#### Work instructions
Output every line of the items below as a JSON list of strings, one string per line, skipping blank lines and leaving out the pictures.

#### Source material
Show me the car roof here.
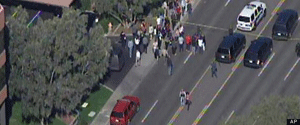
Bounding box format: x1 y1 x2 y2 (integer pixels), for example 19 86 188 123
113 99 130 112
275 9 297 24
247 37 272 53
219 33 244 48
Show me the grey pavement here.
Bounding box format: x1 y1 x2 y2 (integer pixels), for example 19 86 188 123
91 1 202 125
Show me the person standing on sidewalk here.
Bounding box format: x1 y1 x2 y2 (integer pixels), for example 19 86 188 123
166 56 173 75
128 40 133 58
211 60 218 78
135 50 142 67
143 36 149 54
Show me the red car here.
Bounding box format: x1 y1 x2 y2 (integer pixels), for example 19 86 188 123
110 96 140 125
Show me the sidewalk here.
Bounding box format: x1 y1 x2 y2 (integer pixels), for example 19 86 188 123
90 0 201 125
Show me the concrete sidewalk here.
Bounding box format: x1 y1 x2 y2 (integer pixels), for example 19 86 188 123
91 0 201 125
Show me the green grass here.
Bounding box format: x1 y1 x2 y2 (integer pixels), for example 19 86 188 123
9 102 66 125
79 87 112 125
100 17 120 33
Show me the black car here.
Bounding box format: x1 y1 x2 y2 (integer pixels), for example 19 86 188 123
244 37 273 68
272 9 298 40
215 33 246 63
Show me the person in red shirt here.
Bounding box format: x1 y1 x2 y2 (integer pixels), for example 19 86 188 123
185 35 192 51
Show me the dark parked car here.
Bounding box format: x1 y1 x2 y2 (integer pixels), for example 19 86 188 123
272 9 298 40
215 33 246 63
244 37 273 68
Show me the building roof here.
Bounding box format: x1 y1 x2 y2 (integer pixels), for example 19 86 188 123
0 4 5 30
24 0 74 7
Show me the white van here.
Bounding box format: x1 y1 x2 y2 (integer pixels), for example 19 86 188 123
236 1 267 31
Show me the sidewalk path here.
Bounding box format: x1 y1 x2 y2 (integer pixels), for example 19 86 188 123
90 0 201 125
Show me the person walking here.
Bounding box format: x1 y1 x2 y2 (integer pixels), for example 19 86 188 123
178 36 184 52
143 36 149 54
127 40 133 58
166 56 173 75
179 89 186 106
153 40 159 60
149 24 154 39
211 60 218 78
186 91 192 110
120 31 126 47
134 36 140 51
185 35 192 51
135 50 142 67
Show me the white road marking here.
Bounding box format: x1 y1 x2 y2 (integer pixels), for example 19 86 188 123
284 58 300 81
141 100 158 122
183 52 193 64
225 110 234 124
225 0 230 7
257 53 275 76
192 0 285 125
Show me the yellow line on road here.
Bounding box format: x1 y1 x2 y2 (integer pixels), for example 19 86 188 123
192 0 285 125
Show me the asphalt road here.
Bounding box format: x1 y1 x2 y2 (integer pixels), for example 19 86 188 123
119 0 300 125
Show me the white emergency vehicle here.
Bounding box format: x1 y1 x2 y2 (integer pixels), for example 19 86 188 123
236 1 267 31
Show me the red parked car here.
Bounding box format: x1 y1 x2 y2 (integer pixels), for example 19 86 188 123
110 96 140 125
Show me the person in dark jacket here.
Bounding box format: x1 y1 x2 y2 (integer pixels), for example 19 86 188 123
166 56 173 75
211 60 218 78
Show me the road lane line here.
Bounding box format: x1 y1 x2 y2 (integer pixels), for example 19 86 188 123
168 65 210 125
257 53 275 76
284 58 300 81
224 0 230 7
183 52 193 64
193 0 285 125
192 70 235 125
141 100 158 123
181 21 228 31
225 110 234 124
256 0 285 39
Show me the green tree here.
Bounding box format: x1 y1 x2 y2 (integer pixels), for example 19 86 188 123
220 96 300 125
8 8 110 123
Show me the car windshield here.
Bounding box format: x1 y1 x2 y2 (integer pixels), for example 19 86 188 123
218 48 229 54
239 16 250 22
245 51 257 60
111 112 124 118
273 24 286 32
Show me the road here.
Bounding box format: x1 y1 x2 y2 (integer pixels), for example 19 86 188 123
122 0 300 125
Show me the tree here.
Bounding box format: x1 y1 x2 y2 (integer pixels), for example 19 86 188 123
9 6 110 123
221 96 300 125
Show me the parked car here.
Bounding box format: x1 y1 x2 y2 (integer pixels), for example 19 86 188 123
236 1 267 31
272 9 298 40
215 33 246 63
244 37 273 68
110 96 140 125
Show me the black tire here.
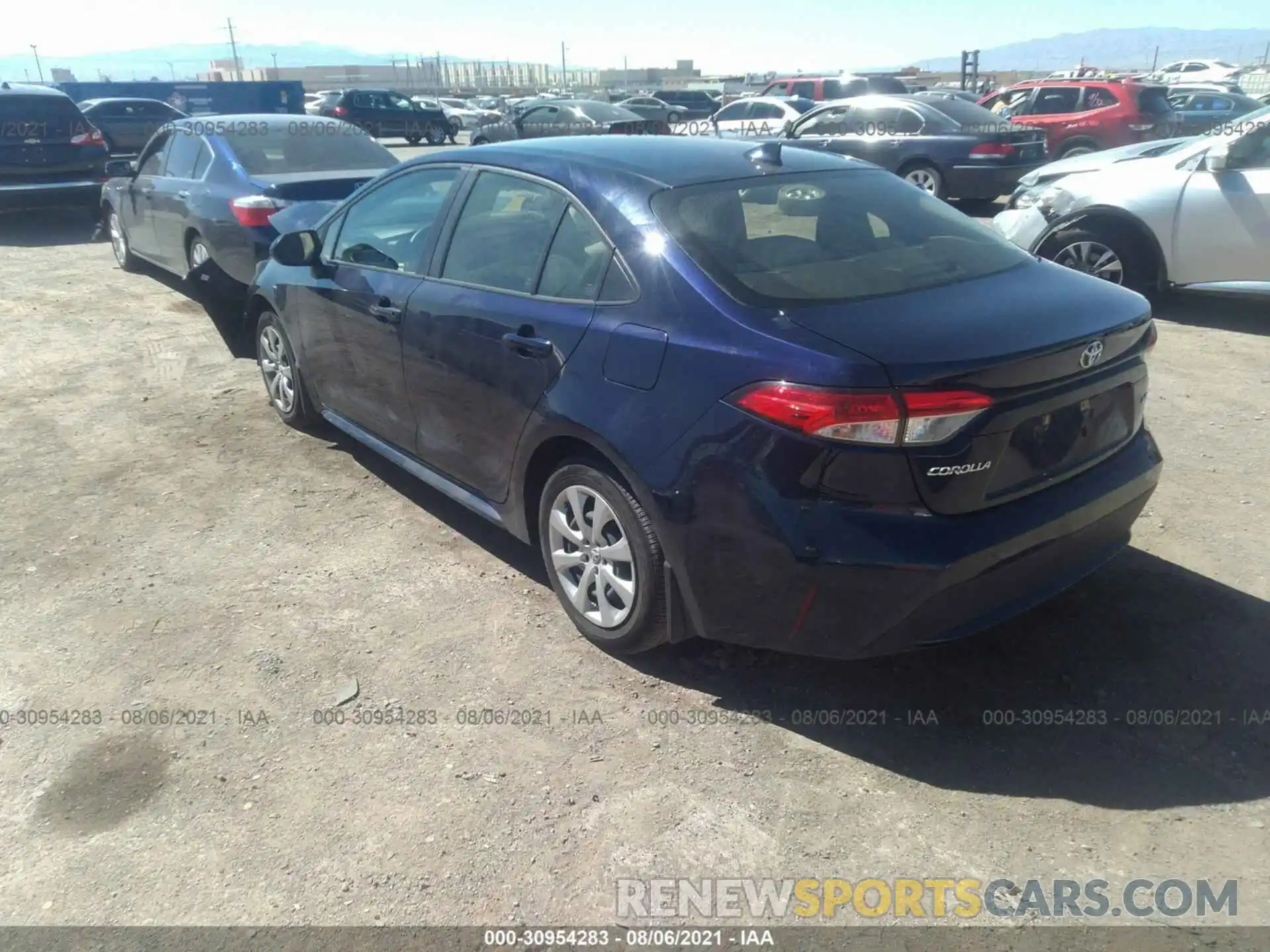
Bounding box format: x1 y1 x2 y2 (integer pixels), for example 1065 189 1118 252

#### In response
[
  "Show me the car roof here.",
  "Bounding box format: x1 y1 x2 y2 (integer pixels), for example 19 86 188 123",
  "113 99 130 112",
  "275 9 297 24",
  "247 37 272 53",
  "219 33 244 48",
  "Show me the grey pavement here.",
  "Bounding box format: x1 y1 x2 y2 (integer pixels), for example 19 86 188 123",
  "91 1 202 125",
  "Show me the person standing on sidewalk here.",
  "Bounding box format: x1 y1 x2 y2 (integer pixels), for example 19 86 188 123",
  "166 56 173 75",
  "128 40 133 58",
  "211 60 218 78",
  "135 50 142 67",
  "143 36 149 54",
  "Show me the red car here.",
  "Bounding box format: x1 y1 x2 y2 (integer pixels), for example 19 86 188 123",
  "110 96 140 125",
  "Show me the sidewalk here.",
  "Bounding box format: x1 y1 x2 y2 (integer pixels), for example 19 86 188 123",
  "90 0 201 125",
  "Show me the concrete sidewalk here.",
  "Bounding box format: x1 y1 x2 y2 (integer pixels), for example 19 86 188 123",
  "91 0 201 125",
  "Show me the green grass here.",
  "Bounding box format: x1 y1 x2 y2 (integer pixels), for example 19 86 188 123",
  "9 102 66 125",
  "79 87 112 125",
  "100 17 120 33",
  "Show me the black car here.",
  "Bounding box format: x1 y1 x2 y2 (integer pixels), for example 19 86 188 123",
  "244 37 273 68",
  "272 9 298 40",
  "215 33 246 63",
  "Show me the person in red shirt here.",
  "Bounding box format: x1 y1 x2 y2 (integer pixels), for example 19 86 188 123",
  "185 35 192 51",
  "Show me the dark parked car here.",
  "Bounding box format: x1 y1 x2 y2 (integer pixels), for example 19 86 188 123",
  "272 9 298 40",
  "215 33 246 63",
  "244 37 273 68",
  "Show me the building roof here.",
  "Bounding box format: x1 y1 x2 y2 (integer pixels), for example 19 86 188 123",
  "0 4 5 30",
  "24 0 74 7",
  "Show me the white van here.",
  "Bounding box format: x1 y1 x2 y2 (integer pixels), for example 19 86 188 123",
  "236 1 267 31",
  "Show me the sidewalk path here.",
  "Bounding box format: x1 y1 x2 y2 (integer pixels), for example 19 86 188 123",
  "90 0 201 125",
  "Show me the person walking here.",
  "Bounding box format: x1 y1 x2 y2 (integer pixels), for example 19 86 188 123",
  "178 36 184 52",
  "143 36 149 54",
  "127 40 133 58",
  "166 56 173 75",
  "179 89 186 106",
  "153 40 159 60",
  "149 24 154 39",
  "211 60 218 78",
  "186 91 192 110",
  "120 31 126 47",
  "134 36 140 51",
  "185 35 192 51",
  "135 50 142 67",
  "Show me the white road marking here.",
  "Bounding box format: x1 y1 x2 y2 (integer pixels), for example 19 86 188 123",
  "284 58 300 81",
  "141 100 158 122",
  "183 52 193 64",
  "225 110 234 124",
  "225 0 230 7",
  "257 53 275 76",
  "192 0 285 125",
  "Show me the yellow line on road here.",
  "Bounding box format: x1 y1 x2 y2 (integer pixels), for example 19 86 188 123",
  "192 0 285 125",
  "Show me the asphalt road here.",
  "Bounding box format: x1 y1 x2 y2 (integer pixels), for example 19 86 188 123",
  "119 0 300 125",
  "Show me the white emergency vehicle here.",
  "Bounding box format: x1 y1 x2 y2 (integer pixels), for example 19 86 188 123",
  "236 1 267 31",
  "Show me the red parked car here.",
  "Bounding box format: x1 y1 x2 y2 (integer pixels), for example 19 86 188 123",
  "110 96 140 125",
  "Show me the person in dark jacket here.",
  "Bounding box format: x1 y1 x2 y2 (integer pixels), for example 19 86 188 123",
  "166 56 173 75",
  "211 60 218 78",
  "Show me the road lane line here.",
  "Bounding box format: x1 y1 x2 y2 (integer pixels), for example 19 86 188 123",
  "168 65 210 125",
  "257 53 275 76",
  "284 58 300 81",
  "224 0 230 7",
  "183 52 193 64",
  "193 0 285 125",
  "192 70 235 125",
  "141 100 158 123",
  "181 21 228 31",
  "225 110 234 124",
  "256 0 285 39",
  "Show me the green tree here.",
  "Bounding box format: x1 y1 x2 y2 (integer pixels), for example 19 86 188 123",
  "220 96 300 125",
  "8 8 110 123",
  "Show me the car windshield here.",
  "Bounding box format: x1 y1 x2 y2 (integer pixels), for example 19 86 188 123",
  "218 48 229 54",
  "239 16 250 22",
  "245 51 257 60",
  "111 112 124 118",
  "273 24 286 32",
  "Show me the road here.",
  "Bounding box format: x1 y1 x2 y2 (integer pixels), for example 19 86 188 123",
  "122 0 300 125",
  "Show me the tree here.",
  "Bounding box format: x1 y1 x2 y2 (integer pixels), for example 19 86 188 123",
  "9 6 110 123",
  "221 96 300 125",
  "Show me the parked car here.",
  "Bounding box format: x1 y1 x2 y2 (integer pixels), for example 19 86 188 123",
  "236 1 267 31",
  "272 9 298 40",
  "215 33 246 63",
  "244 37 273 68",
  "110 96 140 125",
  "Show me the black tire here.",
  "Bounding box format: x1 y1 x2 y2 (integer pixels), for example 1065 189 1118 252"
]